> **EXERCISE TASK**
Rewrite each of the rows below, replacing every "pixel coordinates" with "image coordinates" and leaving the rest unchanged.

▶

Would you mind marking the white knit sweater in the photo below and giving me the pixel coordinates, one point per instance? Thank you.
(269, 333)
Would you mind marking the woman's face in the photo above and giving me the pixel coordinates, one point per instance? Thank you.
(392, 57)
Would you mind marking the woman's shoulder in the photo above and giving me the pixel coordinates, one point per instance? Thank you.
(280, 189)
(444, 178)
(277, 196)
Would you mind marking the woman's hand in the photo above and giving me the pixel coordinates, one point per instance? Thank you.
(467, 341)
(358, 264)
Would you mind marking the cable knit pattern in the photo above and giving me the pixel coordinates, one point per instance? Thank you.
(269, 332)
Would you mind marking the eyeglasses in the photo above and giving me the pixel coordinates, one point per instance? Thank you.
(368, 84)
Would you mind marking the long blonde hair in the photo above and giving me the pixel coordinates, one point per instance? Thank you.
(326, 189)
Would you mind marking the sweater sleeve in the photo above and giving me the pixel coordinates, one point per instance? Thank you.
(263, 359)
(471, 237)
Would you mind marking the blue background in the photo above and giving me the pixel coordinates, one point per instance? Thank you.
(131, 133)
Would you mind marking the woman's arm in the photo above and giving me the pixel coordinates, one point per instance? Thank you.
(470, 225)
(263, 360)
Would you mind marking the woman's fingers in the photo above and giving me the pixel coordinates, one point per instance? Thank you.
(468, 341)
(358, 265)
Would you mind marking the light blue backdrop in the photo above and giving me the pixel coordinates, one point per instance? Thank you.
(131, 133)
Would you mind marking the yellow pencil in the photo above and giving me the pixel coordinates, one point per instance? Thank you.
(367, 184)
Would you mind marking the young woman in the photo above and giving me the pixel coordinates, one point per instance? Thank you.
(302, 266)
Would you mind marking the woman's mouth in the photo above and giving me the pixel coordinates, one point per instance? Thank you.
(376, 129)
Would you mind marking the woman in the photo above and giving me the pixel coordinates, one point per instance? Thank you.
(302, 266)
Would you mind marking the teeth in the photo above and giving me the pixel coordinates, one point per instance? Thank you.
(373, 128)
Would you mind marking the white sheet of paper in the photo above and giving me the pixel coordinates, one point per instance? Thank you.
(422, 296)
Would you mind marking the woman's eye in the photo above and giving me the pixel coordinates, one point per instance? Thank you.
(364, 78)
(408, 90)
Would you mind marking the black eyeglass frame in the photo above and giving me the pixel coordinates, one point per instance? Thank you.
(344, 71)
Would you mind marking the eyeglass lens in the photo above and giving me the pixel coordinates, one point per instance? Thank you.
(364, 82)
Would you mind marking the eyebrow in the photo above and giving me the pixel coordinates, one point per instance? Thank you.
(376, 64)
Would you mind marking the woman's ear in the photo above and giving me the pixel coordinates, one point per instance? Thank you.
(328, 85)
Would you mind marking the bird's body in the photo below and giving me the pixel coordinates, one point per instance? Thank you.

◀

> **OUTPUT OF THE TASK**
Would you mind marking the white knit sweater in the photo below and giving me the image coordinates, one point per instance? Thank you.
(269, 333)
Would you mind marking the woman's face in the photo above and giving me the image coordinates, one point per instance? Thank you.
(392, 57)
Would you mind marking the woman's shoulder in the photo above and giving me the image coordinates, one point per instance? Thank you.
(280, 189)
(444, 178)
(277, 196)
Would you mind marking the woman's hand in the photo above and giving me the image coordinates, one point per instance? Thank you.
(467, 341)
(358, 264)
Would you mind marking the cable knit pattern in the photo above and giving me the image coordinates, one point per instance? Thank you.
(269, 332)
Would you mind marking the eyeglasses in the photo above and giving me the image coordinates, one point per instance? Thank you.
(368, 84)
Would you mind marking the long blonde hair in the photo above and giving me the image coordinates, one point per instance? Thank you.
(326, 189)
Would you mind marking the sweater sleeve in the photo above and giving me the image coordinates, one point per instance? Thank you.
(263, 359)
(471, 237)
Would you mind marking the blue background in the photo above and giving me the image coordinates, one point per instance? Thank you.
(131, 133)
Would you mind marking the woman's arm in the photo above and giving me the image coordinates, one point per instance? Thank you.
(470, 225)
(263, 360)
Would you mind marking the woman's fingers in the photo above and giving me the image coordinates, one point per instance? Thank you.
(468, 341)
(358, 265)
Would you mind marking the light blue backdrop in the photo above and giving me the image coordinates, one point per instance? Thank you.
(131, 133)
Would you mind marking the yellow pencil in the photo above and giving me the image coordinates, one point per instance? Thank you.
(367, 184)
Would you mind marking the young woman in the photo above and giving me the image coordinates, one point per instance? Thank you.
(302, 266)
Would you mind marking the woman's mouth in the photo above and giving me the image coordinates, one point per instance? Thank you.
(376, 129)
Would you mind marking the woman in the photo above and giving me the image coordinates, one point per instance? Thank you.
(302, 266)
Would you mind marking the teeth in the photo above and giving me the image coordinates, one point per instance? Thank you.
(373, 128)
Would you mind marking the white sheet of paper in the photo above and giving me the image coordinates, one point per instance? Thank you.
(422, 296)
Would you mind marking the woman's eye in the photo above and giving me the image coordinates, one point per instance? Thank you.
(364, 78)
(408, 90)
Would you mind marking the black eyeglass frame in the photo above and giving me the image coordinates, one point per instance? Thank you.
(344, 71)
Would you mind marking the eyeglass lens in the photo above and giving me the image coordinates, one point per instance? Thank you.
(364, 82)
Would you mind marking the eyebrow in the photo above and giving me the image coordinates, one point per instance? Thank you.
(376, 64)
Would you mind marking the woman's ear in the photo above and giving me the image coordinates, one point per instance? Thank you.
(328, 85)
Would you mind marking the bird's body in the photo below and giving me the image coordinates, one point per instance? Thank you.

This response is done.